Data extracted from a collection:

....................

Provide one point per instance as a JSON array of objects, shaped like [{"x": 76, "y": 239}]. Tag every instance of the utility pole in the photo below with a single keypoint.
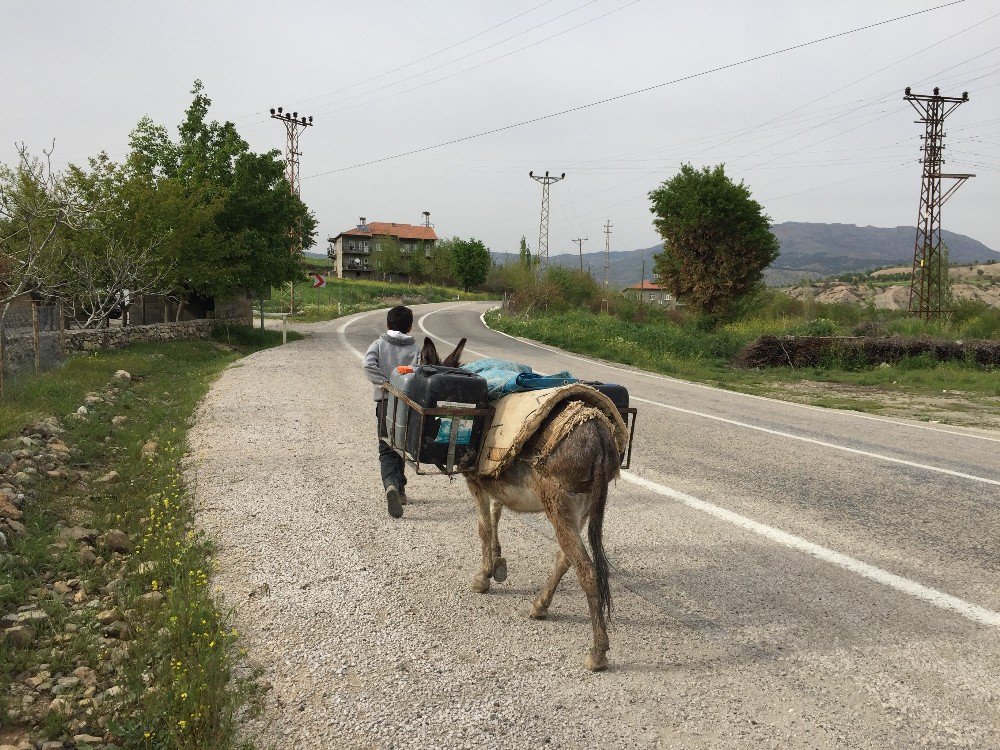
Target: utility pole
[
  {"x": 927, "y": 282},
  {"x": 607, "y": 261},
  {"x": 543, "y": 222},
  {"x": 579, "y": 245},
  {"x": 642, "y": 284},
  {"x": 293, "y": 123}
]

....................

> **How to complete this task**
Retype each entry above character for character; pictures stay out.

> **Task result**
Provide one point per instance as a JSON array of objects, shaped like [{"x": 76, "y": 239}]. Tag every instance of the utility pole in the photo below with a single keypoint.
Target: utility pole
[
  {"x": 927, "y": 282},
  {"x": 607, "y": 261},
  {"x": 543, "y": 222},
  {"x": 579, "y": 245},
  {"x": 642, "y": 284},
  {"x": 293, "y": 123}
]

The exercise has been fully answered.